Segment Start: MATERIAL TO PROCESS

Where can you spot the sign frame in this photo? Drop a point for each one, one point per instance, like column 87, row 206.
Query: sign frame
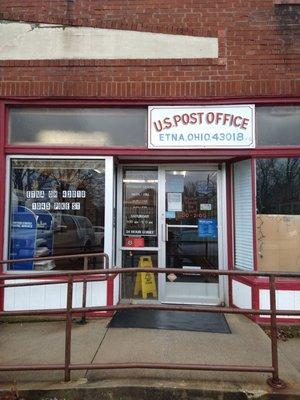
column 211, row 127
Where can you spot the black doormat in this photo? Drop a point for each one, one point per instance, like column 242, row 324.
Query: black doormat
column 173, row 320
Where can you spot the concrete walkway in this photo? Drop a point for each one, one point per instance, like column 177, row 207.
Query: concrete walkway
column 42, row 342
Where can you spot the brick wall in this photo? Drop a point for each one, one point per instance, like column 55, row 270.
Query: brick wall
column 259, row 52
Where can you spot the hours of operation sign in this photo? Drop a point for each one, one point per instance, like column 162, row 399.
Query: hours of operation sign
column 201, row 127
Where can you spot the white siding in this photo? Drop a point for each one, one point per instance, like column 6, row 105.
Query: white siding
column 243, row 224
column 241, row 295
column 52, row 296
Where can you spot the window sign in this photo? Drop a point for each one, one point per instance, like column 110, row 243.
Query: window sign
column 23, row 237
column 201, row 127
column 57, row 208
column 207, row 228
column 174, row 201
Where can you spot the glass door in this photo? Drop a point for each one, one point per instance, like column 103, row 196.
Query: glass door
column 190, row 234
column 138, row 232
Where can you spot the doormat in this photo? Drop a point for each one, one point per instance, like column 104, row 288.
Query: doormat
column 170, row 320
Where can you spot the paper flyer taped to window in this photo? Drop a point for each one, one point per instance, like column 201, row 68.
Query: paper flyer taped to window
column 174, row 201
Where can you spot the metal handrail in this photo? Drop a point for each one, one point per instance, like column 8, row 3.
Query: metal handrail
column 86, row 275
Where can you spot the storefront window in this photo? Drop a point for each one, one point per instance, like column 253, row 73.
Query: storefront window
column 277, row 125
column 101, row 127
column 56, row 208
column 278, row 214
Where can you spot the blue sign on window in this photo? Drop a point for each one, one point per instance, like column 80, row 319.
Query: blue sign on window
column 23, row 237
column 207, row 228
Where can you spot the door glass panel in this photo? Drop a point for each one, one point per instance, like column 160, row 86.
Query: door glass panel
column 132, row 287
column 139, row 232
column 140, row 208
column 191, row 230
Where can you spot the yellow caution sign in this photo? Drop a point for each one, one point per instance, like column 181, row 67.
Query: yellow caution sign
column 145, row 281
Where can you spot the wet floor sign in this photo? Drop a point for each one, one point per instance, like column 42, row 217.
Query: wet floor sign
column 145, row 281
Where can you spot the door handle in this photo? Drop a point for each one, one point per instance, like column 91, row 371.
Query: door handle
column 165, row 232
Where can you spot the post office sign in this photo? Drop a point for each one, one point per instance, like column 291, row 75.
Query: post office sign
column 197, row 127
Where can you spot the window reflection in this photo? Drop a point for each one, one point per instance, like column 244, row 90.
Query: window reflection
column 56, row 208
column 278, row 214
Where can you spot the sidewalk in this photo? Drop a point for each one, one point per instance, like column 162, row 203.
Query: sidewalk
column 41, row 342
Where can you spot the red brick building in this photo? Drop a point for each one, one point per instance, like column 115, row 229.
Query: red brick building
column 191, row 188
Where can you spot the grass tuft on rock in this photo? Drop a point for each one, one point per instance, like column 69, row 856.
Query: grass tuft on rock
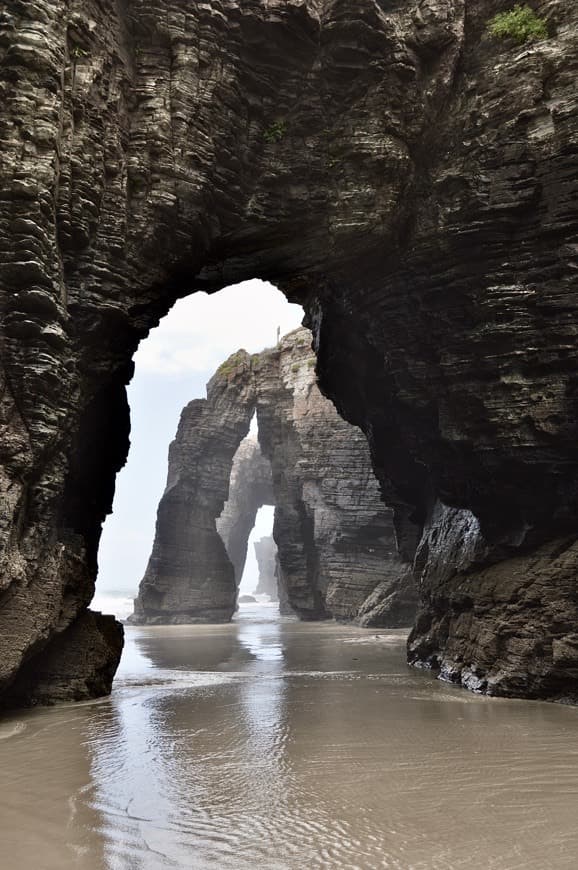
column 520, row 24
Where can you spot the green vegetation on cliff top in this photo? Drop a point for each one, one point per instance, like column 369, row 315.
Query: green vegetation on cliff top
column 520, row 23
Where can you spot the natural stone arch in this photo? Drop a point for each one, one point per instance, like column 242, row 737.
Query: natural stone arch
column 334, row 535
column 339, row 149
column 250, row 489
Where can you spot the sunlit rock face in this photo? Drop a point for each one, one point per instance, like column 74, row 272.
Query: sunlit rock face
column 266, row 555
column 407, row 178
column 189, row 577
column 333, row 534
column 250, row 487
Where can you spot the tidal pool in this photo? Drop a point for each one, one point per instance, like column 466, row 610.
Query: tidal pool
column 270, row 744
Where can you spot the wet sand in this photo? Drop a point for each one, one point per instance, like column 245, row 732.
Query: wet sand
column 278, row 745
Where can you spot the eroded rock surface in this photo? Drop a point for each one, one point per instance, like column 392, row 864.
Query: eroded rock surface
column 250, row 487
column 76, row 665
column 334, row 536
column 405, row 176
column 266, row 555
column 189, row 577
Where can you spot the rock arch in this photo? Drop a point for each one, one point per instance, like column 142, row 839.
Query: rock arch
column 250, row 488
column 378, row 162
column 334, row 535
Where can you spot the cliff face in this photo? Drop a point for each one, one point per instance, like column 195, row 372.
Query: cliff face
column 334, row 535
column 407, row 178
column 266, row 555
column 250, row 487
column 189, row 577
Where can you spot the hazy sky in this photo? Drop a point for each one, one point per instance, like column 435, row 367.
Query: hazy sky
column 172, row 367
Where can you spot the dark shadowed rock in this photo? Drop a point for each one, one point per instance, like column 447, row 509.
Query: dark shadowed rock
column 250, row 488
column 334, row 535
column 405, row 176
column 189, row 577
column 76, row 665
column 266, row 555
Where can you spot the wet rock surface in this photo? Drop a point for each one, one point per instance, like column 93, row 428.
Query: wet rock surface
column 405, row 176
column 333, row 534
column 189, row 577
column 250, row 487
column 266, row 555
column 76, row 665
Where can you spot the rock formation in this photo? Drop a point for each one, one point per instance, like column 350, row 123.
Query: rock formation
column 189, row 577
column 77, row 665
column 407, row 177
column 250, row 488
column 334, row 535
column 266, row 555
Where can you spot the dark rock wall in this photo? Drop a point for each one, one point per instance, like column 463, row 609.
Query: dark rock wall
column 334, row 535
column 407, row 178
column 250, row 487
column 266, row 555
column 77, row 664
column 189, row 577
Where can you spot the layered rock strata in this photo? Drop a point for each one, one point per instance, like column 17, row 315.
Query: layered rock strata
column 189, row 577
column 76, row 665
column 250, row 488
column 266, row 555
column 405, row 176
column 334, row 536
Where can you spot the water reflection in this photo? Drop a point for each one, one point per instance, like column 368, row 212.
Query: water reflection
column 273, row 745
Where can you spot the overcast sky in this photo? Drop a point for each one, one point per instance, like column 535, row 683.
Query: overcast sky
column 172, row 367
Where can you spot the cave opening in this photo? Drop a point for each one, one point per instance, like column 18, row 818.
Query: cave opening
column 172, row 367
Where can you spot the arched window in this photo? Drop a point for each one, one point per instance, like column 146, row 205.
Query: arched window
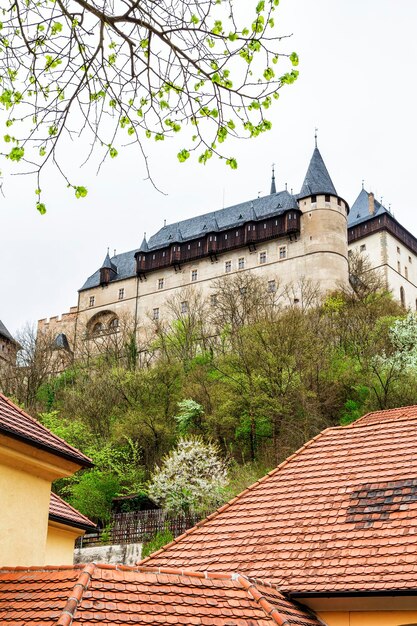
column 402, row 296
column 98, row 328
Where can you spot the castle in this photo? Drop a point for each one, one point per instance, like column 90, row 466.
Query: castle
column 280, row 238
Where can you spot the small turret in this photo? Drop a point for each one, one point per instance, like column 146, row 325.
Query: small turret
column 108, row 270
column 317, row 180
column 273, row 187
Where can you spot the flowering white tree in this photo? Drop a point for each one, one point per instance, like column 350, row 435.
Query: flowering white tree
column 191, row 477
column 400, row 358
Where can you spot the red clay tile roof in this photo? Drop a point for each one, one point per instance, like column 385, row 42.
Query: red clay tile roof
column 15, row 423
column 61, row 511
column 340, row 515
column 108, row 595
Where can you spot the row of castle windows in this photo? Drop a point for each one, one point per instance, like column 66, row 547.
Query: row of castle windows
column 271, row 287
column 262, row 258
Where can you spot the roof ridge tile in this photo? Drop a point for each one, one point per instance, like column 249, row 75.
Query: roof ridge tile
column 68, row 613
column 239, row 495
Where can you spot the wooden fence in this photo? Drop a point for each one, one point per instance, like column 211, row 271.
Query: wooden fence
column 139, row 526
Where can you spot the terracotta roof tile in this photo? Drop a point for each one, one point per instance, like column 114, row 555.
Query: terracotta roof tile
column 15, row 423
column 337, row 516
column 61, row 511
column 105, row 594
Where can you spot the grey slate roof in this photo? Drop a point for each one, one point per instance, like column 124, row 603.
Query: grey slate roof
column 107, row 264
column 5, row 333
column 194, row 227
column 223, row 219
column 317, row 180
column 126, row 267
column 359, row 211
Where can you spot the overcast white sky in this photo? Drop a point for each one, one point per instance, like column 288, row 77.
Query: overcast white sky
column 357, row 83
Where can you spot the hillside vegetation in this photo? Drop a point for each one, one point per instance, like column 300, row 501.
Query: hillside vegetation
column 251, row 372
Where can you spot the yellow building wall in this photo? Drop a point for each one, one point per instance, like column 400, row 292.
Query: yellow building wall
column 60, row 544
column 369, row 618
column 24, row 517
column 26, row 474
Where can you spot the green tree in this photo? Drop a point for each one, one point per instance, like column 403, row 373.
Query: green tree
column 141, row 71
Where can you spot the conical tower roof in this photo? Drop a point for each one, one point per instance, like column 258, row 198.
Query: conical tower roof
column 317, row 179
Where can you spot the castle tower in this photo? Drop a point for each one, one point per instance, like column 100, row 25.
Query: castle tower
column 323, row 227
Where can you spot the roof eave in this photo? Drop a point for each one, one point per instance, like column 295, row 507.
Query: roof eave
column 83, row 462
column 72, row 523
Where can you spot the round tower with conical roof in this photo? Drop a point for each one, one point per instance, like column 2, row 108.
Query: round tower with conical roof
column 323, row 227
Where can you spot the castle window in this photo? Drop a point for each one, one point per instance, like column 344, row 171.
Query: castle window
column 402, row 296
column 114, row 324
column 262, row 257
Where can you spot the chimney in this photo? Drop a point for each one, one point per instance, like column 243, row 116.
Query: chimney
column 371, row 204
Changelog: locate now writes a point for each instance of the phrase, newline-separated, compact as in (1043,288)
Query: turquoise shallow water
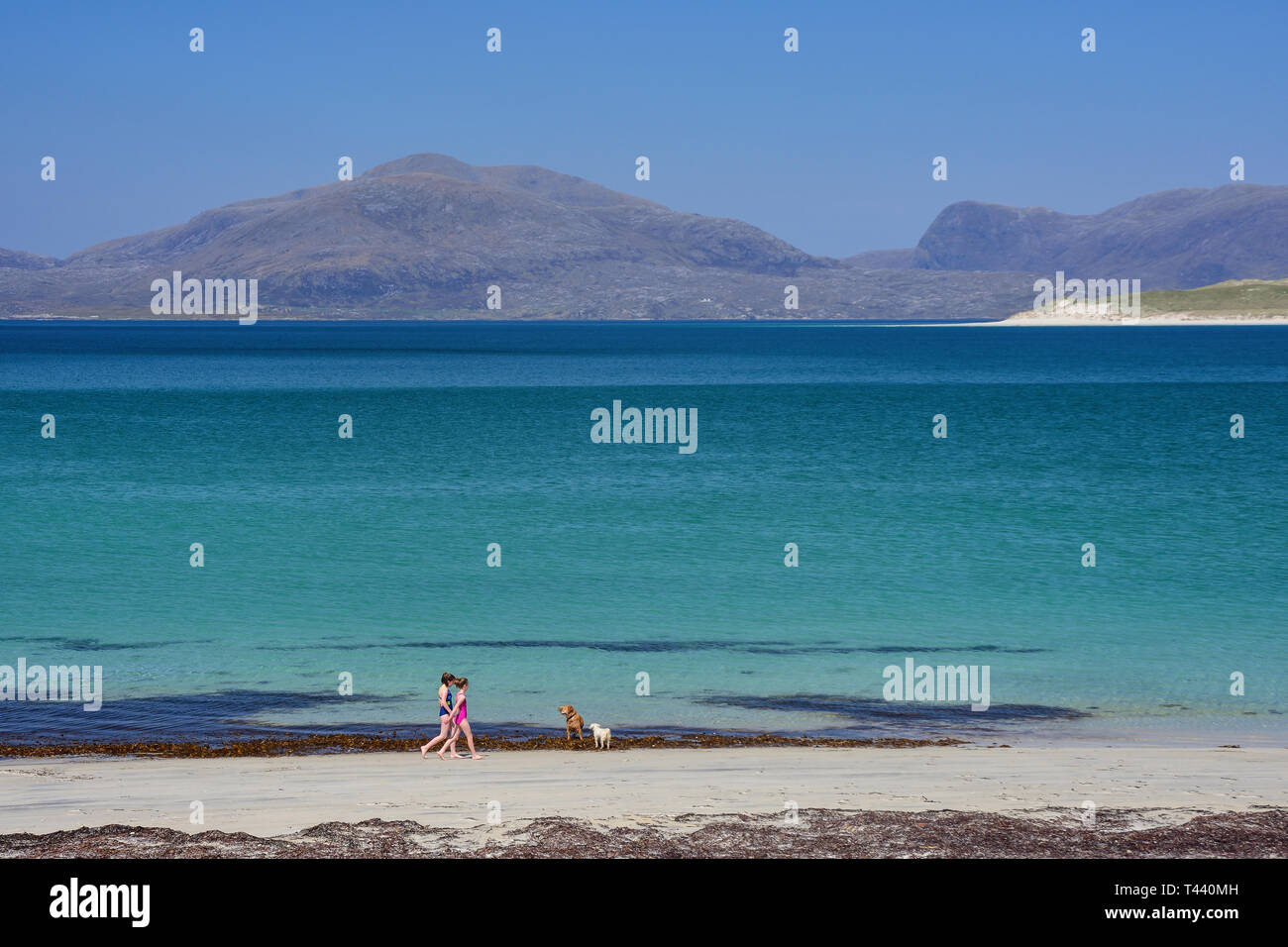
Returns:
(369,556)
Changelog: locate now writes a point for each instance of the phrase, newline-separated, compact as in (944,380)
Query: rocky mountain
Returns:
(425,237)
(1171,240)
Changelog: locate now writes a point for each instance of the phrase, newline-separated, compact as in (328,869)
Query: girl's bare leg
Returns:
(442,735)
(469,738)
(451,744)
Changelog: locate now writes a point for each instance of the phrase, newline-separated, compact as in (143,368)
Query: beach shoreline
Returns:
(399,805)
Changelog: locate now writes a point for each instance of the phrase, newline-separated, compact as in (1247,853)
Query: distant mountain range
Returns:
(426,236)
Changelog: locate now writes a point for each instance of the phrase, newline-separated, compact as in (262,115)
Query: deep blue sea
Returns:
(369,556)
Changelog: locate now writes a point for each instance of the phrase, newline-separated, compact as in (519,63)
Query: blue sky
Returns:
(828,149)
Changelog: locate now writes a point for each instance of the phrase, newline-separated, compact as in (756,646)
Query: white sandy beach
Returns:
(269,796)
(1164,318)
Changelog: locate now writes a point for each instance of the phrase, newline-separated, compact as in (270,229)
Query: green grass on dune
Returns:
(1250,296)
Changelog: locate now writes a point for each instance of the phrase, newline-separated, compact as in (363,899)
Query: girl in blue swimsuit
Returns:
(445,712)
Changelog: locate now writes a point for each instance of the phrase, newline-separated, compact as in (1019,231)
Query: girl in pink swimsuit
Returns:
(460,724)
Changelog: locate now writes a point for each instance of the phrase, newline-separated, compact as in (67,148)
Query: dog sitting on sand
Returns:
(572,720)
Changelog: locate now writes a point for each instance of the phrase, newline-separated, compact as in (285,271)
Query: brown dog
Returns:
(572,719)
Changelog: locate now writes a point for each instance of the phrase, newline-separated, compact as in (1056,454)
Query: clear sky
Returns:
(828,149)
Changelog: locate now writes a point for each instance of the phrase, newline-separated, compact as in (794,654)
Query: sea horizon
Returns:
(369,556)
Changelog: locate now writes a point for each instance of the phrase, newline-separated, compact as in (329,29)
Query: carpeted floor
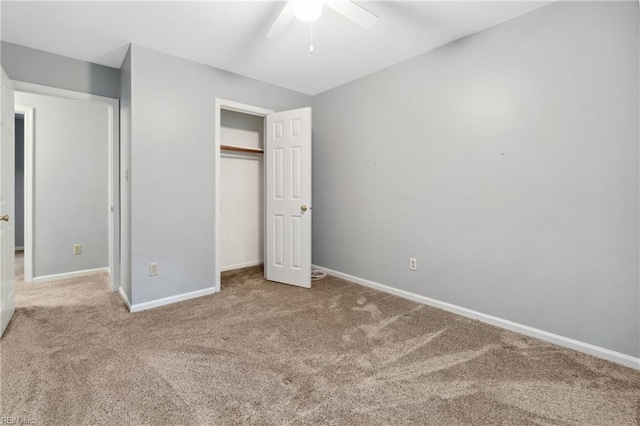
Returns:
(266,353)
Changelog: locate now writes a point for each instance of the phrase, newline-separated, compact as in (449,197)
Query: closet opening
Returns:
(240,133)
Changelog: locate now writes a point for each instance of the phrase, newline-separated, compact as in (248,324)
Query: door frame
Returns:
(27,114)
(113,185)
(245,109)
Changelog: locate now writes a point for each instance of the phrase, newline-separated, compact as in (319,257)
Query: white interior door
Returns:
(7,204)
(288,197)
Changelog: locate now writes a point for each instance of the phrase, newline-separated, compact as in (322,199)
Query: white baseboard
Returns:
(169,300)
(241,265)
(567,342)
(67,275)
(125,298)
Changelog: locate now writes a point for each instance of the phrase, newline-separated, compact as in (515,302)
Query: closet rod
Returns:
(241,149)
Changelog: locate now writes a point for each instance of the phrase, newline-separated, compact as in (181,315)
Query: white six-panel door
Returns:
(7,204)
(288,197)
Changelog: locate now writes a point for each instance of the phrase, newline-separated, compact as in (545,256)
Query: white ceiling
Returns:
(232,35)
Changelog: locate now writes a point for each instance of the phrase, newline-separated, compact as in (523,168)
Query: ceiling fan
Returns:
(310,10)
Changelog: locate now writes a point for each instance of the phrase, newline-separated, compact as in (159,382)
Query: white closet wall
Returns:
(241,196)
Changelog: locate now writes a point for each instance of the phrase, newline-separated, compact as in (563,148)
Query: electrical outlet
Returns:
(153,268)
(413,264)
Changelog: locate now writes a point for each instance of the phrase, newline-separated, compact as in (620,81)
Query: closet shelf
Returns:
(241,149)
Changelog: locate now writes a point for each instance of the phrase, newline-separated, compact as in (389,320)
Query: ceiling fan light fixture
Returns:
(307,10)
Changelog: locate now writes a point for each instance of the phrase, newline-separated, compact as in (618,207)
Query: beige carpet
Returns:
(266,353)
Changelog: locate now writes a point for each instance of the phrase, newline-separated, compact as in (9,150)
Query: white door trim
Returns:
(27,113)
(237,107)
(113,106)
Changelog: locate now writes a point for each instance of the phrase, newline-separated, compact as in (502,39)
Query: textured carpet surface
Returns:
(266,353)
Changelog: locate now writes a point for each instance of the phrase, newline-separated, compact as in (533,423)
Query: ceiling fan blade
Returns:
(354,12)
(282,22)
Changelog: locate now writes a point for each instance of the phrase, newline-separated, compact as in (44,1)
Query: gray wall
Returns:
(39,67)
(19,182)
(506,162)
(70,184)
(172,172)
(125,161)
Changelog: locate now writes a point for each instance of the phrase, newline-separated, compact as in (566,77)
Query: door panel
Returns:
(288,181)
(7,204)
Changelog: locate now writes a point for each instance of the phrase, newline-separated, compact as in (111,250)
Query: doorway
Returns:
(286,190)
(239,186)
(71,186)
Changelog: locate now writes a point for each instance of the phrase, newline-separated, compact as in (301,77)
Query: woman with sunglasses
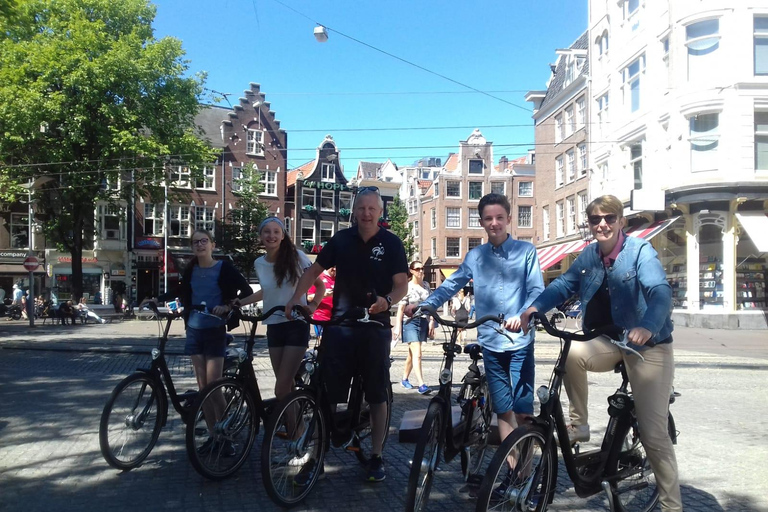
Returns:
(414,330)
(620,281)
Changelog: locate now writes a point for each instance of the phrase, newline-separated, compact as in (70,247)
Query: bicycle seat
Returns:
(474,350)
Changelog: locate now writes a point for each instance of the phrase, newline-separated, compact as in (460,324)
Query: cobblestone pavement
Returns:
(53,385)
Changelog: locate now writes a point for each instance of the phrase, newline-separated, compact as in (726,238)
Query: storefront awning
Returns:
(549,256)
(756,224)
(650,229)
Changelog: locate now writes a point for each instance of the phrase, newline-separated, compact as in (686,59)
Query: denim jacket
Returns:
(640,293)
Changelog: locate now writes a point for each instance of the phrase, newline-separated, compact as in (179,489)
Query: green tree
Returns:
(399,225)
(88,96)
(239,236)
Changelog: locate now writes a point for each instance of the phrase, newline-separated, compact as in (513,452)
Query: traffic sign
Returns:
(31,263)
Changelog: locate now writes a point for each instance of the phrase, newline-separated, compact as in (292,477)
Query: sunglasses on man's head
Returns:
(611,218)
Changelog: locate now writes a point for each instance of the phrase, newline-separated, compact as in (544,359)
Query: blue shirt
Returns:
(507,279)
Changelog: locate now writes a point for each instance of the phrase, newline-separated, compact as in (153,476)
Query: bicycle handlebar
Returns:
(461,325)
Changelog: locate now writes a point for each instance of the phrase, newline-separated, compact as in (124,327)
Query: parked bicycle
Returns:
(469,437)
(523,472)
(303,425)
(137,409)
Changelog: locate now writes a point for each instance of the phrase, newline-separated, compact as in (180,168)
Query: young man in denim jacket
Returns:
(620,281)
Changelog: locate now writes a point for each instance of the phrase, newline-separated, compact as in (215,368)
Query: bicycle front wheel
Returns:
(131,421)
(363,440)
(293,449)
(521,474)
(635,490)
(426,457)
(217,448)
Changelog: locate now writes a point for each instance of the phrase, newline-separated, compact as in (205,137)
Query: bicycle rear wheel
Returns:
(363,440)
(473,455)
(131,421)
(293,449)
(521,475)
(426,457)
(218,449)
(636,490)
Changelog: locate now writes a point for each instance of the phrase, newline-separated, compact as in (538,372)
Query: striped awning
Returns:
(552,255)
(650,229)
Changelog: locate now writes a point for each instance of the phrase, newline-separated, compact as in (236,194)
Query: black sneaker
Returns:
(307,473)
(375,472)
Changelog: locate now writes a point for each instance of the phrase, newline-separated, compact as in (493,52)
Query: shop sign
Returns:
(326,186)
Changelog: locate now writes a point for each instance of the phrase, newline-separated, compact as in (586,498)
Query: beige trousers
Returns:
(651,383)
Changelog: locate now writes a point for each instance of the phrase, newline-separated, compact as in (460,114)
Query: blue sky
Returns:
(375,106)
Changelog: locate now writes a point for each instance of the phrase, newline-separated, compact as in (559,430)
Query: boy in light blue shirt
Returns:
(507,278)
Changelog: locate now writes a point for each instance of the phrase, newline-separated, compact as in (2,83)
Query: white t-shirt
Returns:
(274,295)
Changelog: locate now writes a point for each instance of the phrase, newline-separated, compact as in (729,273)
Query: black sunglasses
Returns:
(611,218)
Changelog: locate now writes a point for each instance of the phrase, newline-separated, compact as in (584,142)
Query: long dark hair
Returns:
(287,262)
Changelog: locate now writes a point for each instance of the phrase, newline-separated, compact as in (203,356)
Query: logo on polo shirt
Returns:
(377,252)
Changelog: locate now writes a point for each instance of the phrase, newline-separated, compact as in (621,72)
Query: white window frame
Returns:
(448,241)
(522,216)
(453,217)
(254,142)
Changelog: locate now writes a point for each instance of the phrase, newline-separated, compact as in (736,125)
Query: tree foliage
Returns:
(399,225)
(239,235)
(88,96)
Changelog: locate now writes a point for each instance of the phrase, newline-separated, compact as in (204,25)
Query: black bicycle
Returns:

Segment End: MATERIAL TO PROCESS

Of the entries above, repeat exactly the lines from the line with "Query: white baseboard" through the line with "as in (181,315)", both of them included.

Query: white baseboard
Returns:
(169,300)
(241,265)
(567,342)
(67,275)
(125,298)
Changelog: locate now writes a point for each instance of the phrase, newline-separated, compact as in (515,302)
Query: closet rod
Returns:
(241,149)
Changelog: locate now writes a point for each instance of the phrase, newline-separated, compact as in (181,315)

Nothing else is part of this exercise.